Material provided.
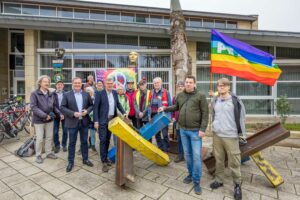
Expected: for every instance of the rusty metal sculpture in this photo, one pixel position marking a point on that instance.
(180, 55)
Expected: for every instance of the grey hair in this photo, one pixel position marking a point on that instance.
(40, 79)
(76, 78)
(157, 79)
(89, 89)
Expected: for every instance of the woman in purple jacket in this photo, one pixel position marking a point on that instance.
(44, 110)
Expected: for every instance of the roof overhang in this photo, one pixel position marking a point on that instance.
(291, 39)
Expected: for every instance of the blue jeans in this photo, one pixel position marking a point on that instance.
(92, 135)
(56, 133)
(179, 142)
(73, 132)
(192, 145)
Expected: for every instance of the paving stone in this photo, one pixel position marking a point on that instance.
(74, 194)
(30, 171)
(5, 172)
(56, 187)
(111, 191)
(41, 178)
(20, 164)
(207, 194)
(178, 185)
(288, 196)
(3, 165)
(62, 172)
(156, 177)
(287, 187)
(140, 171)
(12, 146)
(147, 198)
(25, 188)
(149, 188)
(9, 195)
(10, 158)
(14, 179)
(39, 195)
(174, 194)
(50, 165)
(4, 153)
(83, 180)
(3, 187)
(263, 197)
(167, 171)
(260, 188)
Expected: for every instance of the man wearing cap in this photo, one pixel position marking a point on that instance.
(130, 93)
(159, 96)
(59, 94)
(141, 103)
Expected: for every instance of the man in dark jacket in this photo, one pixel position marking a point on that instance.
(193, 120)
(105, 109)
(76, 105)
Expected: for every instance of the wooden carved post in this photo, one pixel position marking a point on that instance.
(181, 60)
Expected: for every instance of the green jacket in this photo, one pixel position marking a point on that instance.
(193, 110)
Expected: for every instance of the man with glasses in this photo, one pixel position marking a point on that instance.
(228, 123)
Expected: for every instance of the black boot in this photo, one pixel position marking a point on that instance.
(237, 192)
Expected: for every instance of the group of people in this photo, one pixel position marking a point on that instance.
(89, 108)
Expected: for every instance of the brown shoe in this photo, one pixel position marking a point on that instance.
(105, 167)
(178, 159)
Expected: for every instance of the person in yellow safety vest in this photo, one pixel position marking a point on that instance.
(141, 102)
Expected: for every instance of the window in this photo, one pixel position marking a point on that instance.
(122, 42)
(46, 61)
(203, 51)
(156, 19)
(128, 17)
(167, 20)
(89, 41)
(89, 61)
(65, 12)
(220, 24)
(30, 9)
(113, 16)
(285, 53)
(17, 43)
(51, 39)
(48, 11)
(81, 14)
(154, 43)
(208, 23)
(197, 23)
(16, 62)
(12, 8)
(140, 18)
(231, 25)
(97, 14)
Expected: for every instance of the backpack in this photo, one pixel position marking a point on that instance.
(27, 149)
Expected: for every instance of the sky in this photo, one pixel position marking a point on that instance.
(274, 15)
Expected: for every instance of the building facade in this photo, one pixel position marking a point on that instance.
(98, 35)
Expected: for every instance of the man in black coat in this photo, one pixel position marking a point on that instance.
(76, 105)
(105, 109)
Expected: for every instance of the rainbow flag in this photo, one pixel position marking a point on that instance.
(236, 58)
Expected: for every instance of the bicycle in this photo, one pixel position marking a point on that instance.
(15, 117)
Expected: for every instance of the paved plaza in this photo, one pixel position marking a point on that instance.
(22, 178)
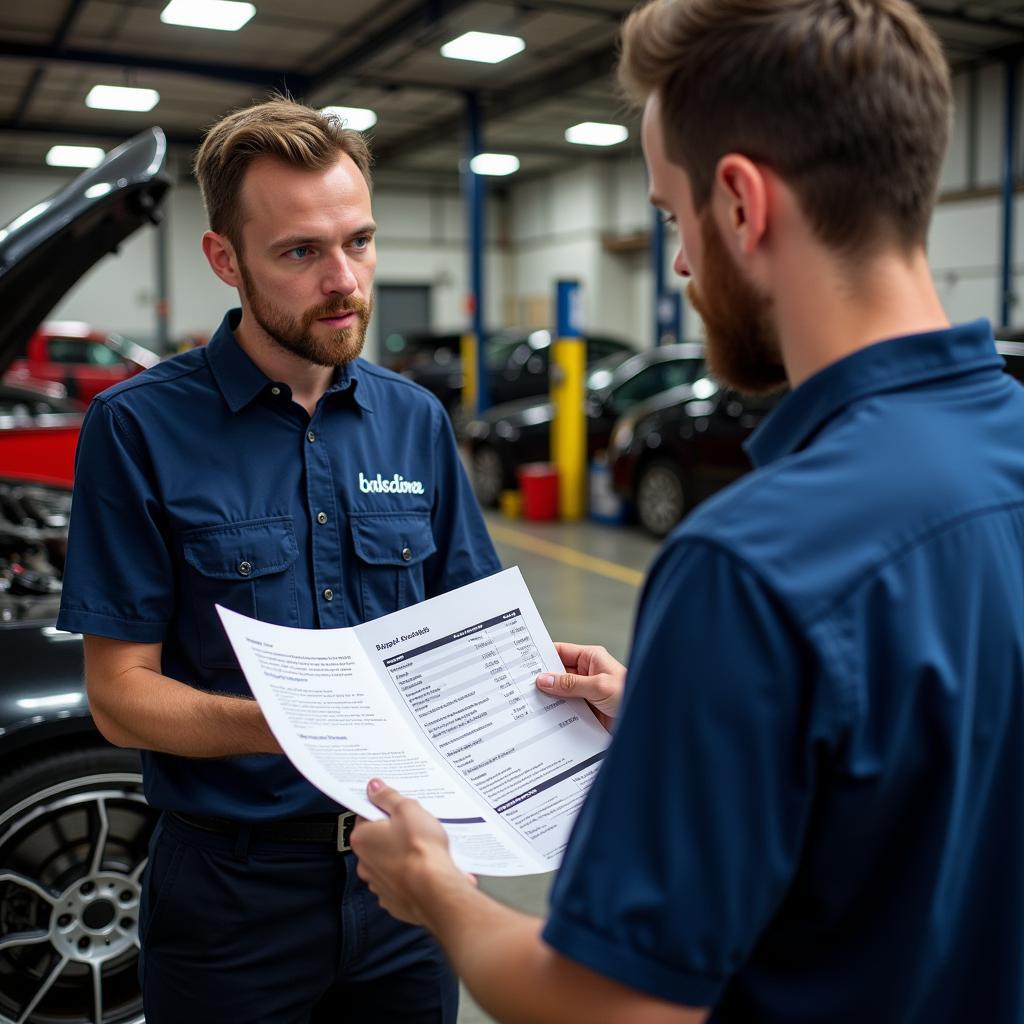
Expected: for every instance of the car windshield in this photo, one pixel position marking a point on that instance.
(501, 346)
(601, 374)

==

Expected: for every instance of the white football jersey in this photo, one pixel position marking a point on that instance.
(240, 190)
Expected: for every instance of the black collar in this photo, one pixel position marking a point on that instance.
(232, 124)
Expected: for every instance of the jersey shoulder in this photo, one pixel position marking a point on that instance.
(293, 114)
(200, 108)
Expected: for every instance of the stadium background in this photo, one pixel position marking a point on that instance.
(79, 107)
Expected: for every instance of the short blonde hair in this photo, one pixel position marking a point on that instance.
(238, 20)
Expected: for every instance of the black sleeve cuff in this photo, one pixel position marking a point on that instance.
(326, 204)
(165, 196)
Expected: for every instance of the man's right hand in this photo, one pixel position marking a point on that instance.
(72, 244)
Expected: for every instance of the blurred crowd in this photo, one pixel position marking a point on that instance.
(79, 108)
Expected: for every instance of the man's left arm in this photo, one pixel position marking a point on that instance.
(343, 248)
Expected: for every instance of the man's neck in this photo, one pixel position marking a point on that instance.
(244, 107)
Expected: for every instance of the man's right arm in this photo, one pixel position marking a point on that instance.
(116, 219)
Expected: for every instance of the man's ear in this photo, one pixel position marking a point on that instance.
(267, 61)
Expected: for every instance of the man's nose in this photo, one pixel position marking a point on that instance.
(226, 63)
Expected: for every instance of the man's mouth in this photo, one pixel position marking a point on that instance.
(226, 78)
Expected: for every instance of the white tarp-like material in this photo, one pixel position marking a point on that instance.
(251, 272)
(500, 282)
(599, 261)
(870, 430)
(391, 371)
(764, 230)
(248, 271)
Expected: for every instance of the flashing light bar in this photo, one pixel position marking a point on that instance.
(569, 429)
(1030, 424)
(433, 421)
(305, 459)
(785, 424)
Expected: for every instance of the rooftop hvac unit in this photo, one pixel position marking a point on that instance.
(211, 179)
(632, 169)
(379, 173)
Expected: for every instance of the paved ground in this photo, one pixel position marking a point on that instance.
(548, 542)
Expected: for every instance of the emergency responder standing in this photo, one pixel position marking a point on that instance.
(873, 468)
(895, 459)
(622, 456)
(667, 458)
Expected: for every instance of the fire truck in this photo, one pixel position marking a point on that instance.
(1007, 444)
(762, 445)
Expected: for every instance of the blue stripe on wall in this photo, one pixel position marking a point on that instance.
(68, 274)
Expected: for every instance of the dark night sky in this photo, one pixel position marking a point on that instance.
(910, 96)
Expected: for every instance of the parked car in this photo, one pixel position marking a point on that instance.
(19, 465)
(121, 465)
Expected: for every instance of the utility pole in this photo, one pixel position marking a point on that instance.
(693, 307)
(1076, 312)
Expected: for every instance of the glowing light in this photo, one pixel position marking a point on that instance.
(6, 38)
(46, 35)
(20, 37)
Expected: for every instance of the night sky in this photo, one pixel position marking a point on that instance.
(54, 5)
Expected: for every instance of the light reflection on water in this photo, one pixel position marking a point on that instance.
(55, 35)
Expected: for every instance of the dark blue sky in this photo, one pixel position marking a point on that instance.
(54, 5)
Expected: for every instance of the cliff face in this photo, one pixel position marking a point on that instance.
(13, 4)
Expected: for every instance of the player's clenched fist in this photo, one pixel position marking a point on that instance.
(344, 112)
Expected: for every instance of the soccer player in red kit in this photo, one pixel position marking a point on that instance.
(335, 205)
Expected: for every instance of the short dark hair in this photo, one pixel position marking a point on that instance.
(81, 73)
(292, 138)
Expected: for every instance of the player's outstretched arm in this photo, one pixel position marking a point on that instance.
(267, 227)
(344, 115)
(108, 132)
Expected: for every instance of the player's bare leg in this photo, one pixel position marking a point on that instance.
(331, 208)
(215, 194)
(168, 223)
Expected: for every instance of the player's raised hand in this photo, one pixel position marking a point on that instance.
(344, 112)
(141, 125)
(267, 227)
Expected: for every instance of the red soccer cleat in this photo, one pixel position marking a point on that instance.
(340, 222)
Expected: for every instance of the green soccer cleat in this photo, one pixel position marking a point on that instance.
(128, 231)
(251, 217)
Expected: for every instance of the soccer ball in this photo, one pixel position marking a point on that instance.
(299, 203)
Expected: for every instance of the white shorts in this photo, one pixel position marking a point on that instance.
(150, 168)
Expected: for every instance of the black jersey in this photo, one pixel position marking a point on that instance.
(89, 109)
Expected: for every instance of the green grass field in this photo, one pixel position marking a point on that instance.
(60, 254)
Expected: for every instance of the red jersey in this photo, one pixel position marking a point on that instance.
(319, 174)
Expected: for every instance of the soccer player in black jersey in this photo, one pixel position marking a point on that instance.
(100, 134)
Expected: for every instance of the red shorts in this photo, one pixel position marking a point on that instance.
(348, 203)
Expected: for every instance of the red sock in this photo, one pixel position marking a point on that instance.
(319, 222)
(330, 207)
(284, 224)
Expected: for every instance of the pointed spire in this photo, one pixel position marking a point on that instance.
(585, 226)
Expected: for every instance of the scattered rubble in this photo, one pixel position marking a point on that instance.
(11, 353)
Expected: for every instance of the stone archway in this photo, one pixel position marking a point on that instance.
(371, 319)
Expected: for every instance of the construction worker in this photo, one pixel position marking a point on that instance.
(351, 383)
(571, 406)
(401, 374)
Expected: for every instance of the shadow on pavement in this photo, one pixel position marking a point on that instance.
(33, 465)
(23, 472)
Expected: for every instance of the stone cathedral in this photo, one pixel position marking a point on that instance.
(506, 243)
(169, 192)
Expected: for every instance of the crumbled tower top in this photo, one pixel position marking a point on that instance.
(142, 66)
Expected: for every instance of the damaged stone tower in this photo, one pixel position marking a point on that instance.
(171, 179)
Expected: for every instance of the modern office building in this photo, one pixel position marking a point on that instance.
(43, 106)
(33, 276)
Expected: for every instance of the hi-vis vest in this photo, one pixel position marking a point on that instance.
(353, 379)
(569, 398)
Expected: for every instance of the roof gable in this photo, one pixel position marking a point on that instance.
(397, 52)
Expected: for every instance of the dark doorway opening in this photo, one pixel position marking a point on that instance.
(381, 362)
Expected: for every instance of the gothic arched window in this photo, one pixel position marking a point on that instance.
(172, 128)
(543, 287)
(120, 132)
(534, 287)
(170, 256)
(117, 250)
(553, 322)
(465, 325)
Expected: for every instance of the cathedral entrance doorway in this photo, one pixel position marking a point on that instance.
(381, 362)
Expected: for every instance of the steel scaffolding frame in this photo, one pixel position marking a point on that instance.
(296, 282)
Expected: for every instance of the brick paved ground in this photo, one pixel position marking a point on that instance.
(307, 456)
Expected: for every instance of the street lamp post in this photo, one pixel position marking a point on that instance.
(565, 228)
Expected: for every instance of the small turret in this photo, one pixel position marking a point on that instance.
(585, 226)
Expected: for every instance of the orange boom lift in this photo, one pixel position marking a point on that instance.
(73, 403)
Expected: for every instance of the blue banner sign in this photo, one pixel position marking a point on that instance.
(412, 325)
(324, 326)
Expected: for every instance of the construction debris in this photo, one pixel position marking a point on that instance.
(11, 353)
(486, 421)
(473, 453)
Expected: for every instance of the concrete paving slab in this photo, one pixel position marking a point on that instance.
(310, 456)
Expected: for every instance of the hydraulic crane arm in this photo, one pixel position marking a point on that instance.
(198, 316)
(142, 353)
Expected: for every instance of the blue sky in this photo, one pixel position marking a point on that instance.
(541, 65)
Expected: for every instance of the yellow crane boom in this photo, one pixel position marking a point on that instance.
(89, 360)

==

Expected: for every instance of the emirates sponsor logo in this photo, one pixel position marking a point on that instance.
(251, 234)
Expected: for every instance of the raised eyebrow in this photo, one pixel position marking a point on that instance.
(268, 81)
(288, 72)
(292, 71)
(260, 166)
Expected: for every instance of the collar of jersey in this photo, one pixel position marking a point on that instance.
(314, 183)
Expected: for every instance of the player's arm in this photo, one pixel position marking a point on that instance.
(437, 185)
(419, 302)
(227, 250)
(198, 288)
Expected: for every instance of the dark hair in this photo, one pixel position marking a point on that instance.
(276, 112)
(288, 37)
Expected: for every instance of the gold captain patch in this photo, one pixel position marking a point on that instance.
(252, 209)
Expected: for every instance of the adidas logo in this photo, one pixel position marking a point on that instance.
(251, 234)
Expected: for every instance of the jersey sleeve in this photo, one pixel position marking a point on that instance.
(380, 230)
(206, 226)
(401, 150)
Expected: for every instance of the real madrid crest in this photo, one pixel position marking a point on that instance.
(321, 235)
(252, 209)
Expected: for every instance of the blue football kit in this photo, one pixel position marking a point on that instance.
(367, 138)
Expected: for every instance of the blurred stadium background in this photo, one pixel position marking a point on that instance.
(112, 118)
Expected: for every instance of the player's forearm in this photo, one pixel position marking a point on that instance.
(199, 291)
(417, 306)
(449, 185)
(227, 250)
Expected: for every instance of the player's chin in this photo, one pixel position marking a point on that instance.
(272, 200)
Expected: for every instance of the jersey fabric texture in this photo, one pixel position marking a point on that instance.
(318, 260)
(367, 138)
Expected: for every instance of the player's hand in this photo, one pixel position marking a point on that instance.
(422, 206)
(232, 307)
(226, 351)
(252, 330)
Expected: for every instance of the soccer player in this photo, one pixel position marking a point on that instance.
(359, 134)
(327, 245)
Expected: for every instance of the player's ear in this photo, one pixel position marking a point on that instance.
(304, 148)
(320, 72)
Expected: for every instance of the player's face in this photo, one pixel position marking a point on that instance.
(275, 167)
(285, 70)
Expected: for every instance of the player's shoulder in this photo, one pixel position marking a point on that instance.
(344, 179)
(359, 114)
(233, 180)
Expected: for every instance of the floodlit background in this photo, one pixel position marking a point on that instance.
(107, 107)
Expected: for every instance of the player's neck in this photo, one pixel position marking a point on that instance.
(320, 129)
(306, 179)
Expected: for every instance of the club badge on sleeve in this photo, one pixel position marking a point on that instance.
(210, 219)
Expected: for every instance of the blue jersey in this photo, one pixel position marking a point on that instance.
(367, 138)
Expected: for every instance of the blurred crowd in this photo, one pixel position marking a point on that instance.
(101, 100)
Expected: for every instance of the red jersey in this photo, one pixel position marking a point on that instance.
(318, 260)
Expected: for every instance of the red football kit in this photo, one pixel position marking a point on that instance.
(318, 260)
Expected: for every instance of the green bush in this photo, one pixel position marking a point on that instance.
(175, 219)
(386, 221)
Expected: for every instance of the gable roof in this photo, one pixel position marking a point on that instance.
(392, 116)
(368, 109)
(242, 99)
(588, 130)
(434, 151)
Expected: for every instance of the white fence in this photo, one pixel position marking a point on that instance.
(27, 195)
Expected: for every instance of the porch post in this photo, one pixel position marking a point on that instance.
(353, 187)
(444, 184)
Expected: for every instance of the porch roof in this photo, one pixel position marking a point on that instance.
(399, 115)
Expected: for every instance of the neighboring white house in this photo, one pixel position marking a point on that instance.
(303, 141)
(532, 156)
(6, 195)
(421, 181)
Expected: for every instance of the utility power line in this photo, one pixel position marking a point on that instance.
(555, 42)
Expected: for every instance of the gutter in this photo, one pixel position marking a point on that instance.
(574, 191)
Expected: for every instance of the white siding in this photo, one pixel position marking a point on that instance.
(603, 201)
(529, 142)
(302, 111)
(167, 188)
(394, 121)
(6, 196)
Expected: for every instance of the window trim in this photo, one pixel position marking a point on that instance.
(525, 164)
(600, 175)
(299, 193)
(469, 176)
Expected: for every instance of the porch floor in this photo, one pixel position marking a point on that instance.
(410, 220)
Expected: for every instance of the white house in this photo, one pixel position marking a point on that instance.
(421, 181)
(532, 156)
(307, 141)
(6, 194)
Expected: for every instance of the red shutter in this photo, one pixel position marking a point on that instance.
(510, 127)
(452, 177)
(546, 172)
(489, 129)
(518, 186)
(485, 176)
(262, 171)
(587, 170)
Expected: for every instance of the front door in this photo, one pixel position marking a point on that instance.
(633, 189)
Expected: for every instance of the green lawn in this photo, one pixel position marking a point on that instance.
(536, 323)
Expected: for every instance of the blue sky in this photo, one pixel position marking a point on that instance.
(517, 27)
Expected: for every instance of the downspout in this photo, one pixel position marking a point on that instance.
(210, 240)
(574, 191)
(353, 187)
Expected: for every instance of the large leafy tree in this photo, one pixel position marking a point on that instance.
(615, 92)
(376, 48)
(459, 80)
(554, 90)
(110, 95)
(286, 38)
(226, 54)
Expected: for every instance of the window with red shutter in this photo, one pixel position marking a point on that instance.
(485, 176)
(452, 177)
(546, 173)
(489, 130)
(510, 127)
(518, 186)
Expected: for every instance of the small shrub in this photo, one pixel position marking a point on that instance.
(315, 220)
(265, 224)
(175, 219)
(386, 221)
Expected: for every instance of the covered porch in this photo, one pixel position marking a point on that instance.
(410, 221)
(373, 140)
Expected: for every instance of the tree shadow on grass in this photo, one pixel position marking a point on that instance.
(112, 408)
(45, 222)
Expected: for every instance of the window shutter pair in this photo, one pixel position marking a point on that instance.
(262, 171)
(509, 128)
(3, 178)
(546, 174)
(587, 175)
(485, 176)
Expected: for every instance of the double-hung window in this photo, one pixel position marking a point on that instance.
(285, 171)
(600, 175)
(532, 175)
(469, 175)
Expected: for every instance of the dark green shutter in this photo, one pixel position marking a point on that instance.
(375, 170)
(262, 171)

Directions. Pull out every line from the records above that contains the word "right". Case counts, so match only that exact capitalization.

Output.
Expected: for every instance of the man's right hand in this photo, one pixel position marking a point on that instance.
Expected: for every instance of the man's right arm in this photo, one pixel position marking a point on that instance.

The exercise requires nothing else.